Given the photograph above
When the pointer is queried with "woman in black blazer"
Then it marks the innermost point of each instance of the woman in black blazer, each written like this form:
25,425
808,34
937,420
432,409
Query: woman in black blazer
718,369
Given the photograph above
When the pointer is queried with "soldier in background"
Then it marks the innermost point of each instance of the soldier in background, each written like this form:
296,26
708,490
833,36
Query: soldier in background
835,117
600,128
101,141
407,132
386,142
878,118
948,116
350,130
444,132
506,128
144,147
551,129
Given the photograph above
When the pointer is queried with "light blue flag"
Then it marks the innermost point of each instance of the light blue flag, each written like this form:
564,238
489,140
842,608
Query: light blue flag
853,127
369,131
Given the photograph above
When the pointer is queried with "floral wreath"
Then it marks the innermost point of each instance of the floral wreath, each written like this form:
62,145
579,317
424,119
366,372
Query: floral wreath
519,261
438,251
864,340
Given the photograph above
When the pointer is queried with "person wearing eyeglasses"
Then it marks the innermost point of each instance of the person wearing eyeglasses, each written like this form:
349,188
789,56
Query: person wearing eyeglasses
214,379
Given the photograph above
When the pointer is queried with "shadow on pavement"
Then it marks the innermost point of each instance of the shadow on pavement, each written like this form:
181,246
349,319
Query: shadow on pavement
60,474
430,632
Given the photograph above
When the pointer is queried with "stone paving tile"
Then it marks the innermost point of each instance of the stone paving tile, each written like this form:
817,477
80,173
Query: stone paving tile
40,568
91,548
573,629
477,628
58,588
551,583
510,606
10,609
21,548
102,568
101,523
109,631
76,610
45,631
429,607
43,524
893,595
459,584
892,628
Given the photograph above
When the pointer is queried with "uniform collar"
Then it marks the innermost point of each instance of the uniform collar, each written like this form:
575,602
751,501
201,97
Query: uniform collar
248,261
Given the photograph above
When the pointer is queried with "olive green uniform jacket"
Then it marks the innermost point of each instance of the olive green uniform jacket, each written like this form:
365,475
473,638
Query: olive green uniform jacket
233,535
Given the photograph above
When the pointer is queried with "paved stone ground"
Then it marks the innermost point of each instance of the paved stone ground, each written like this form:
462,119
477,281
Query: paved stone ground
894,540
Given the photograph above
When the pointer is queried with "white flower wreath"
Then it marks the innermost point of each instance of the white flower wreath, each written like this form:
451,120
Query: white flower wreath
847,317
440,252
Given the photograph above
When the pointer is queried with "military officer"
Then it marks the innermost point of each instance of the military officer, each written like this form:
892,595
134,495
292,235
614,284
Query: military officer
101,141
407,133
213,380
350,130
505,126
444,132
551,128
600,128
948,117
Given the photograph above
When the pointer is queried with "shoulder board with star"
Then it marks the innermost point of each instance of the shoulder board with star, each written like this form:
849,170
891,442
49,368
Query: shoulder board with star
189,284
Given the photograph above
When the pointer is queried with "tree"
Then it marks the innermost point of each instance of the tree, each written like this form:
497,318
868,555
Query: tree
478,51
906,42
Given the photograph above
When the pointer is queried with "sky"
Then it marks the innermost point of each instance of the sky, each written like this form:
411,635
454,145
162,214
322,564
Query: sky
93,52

------------------------------

Exercise objective -> Pull out each line of the records that contains the word "blue".

The output ->
When the pointer is queried with "light blue flag"
Then it marks the innermost point of each instance of the light blue flag, each written like this form:
Query: light blue flag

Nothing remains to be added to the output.